==== Listed entries ====
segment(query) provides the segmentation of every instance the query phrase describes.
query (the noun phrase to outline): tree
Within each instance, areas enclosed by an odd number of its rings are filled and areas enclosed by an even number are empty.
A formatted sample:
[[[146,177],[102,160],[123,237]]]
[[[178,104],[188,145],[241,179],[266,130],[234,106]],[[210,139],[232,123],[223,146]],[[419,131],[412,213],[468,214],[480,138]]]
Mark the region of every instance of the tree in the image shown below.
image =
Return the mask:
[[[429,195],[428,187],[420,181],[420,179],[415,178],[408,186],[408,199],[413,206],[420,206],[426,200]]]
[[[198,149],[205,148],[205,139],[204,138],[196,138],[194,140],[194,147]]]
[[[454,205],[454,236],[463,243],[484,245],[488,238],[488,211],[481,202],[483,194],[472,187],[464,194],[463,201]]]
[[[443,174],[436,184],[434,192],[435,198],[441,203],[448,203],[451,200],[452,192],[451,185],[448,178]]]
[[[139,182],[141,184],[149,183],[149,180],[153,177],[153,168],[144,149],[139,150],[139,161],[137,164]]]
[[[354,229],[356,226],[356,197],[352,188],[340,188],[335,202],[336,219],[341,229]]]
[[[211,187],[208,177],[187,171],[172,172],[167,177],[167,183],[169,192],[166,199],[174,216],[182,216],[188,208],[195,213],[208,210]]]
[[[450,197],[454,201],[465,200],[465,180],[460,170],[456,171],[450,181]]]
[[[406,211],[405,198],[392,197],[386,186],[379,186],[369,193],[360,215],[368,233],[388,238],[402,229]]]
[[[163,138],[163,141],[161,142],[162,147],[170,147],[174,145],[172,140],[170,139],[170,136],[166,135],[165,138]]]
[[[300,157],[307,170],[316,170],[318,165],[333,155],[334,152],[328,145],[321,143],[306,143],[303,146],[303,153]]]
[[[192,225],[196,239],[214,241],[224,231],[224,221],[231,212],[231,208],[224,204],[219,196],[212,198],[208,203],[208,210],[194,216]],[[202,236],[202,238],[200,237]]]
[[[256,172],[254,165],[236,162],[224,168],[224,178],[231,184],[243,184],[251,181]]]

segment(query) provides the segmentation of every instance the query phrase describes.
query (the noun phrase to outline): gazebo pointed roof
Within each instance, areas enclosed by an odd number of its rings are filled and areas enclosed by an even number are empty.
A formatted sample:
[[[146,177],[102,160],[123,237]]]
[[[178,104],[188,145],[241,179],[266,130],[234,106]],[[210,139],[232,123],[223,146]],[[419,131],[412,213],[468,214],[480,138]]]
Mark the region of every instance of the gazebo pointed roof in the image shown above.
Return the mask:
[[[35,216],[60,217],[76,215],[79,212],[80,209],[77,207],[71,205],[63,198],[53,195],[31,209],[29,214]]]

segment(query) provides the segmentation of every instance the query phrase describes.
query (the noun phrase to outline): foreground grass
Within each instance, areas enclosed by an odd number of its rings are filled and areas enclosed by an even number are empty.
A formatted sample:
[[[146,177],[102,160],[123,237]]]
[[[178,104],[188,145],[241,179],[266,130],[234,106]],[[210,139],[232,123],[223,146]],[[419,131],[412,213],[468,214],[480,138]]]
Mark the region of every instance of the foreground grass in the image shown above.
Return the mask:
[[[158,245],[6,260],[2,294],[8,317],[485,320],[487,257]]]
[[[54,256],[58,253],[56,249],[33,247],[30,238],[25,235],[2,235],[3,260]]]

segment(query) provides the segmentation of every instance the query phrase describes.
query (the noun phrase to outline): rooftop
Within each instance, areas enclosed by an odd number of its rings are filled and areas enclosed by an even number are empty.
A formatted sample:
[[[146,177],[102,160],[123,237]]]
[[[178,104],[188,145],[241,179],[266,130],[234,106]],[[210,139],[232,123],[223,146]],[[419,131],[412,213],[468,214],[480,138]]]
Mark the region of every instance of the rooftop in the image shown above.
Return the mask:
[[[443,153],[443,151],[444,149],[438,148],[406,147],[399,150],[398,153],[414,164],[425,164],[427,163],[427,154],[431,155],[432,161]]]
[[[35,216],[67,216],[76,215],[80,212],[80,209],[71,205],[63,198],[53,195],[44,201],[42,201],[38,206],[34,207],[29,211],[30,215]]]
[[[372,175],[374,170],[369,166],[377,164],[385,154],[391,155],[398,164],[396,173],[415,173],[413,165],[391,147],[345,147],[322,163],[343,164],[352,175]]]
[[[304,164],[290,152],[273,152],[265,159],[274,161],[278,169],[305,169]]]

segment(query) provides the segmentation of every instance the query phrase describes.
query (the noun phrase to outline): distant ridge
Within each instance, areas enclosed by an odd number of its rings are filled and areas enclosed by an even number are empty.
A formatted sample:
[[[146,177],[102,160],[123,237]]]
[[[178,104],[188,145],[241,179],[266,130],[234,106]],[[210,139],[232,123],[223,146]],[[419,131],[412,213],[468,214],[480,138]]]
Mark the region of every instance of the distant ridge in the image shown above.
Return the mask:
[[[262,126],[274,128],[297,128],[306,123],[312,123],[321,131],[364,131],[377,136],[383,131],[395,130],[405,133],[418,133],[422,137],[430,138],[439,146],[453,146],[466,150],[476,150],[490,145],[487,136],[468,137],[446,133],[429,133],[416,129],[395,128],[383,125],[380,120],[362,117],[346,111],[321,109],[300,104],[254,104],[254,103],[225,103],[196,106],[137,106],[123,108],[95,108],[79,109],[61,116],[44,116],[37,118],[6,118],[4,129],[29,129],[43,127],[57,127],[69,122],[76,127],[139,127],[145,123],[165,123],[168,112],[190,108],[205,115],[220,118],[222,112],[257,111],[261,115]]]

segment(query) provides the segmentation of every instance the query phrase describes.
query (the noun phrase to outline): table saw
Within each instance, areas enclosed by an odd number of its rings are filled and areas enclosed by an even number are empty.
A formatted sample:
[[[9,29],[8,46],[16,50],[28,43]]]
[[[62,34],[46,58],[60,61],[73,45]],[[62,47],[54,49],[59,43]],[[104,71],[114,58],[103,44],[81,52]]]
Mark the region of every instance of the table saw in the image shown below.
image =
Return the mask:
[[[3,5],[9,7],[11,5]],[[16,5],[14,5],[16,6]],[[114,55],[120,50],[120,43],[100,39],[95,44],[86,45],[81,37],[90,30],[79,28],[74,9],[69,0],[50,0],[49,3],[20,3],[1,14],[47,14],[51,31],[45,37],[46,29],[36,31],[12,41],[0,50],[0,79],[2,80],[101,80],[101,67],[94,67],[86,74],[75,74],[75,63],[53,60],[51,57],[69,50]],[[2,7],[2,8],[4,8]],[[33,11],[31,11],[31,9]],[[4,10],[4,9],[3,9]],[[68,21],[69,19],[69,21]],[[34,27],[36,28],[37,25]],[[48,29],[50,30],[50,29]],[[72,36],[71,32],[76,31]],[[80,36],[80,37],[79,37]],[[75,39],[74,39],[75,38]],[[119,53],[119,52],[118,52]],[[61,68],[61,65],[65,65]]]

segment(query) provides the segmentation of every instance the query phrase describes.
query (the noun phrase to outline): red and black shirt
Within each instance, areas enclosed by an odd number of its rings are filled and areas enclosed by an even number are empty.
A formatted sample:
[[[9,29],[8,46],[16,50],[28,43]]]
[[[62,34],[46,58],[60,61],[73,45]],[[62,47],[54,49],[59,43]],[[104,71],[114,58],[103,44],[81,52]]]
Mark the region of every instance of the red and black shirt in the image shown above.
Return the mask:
====
### What the exercise asks
Return all lines in the data that include the word "above".

### Response area
Mark the region of every instance of the gazebo pointed roof in the image shown above.
Mark the region of every instance of the foreground grass in the image shown above.
Mark the region of every instance of the rooftop in the image shown above.
Mark the region of every instance of the distant ridge in the image shown above.
Mark the region of every instance of the red and black shirt in the image shown above.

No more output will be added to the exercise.